(Point labeling data based on photos)
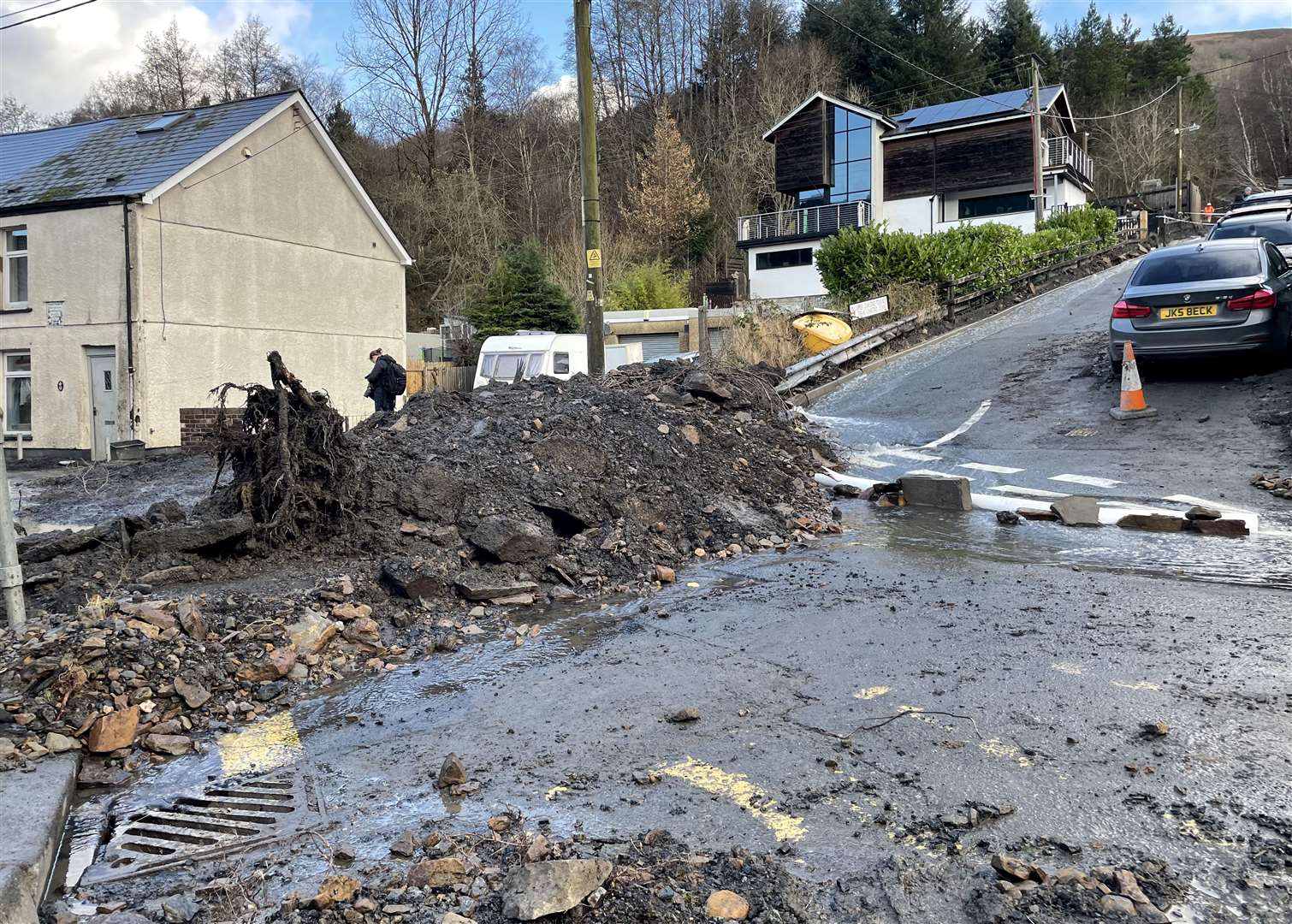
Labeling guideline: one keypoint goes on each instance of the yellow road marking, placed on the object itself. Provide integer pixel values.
(871, 693)
(261, 746)
(1137, 685)
(738, 789)
(999, 749)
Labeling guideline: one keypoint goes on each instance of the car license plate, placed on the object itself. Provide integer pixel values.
(1181, 311)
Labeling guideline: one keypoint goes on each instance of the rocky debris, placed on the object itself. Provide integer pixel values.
(726, 905)
(941, 491)
(1274, 483)
(451, 773)
(1155, 522)
(1074, 895)
(551, 886)
(1076, 509)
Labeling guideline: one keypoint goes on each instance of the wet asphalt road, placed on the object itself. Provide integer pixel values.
(1049, 648)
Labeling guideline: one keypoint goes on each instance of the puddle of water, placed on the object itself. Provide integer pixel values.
(1256, 561)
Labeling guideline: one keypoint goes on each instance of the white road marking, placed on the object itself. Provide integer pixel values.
(907, 453)
(998, 470)
(939, 475)
(1087, 480)
(973, 419)
(1028, 491)
(867, 462)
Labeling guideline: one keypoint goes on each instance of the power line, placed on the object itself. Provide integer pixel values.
(27, 9)
(53, 12)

Exercise requirements
Rewrite all the records above with "keypoint" switched to "marker" and everything else kept the same. Leave the pictures out.

Output
Labeling guideline: one marker goes on each instance of the yellow road marking, placed on the object itself. Provide integer pixel values.
(871, 693)
(261, 746)
(1137, 685)
(738, 789)
(999, 749)
Labeling guideline: one marker goes on each instance of the car license plate, placed on the object itself. Provide integer pixel values.
(1181, 311)
Labeling guideline: one marker goes on each instance of the rocky debris, placed on the object itself. Provide integer pixel values.
(726, 905)
(941, 491)
(1274, 483)
(451, 773)
(1155, 522)
(1074, 895)
(551, 886)
(1076, 509)
Labeling guideline: one marker goes on each instance of the wet asphalt road, placed on the object itself. Provide integer pixel values.
(1049, 648)
Labeling guideline: one marker goes on each instance of the puddle of water, placed on the object itself. Provide integer pixel values.
(1256, 561)
Labeling guideline: one marker goes on each instance of the white road marking, placed on the object itself. Provide integer pixel values.
(907, 453)
(998, 470)
(939, 475)
(1087, 480)
(973, 419)
(1028, 491)
(867, 462)
Labeling guideline: one marker goes on each instance of the power line, placed on the object itself. Provide integer pixel values.
(27, 9)
(53, 12)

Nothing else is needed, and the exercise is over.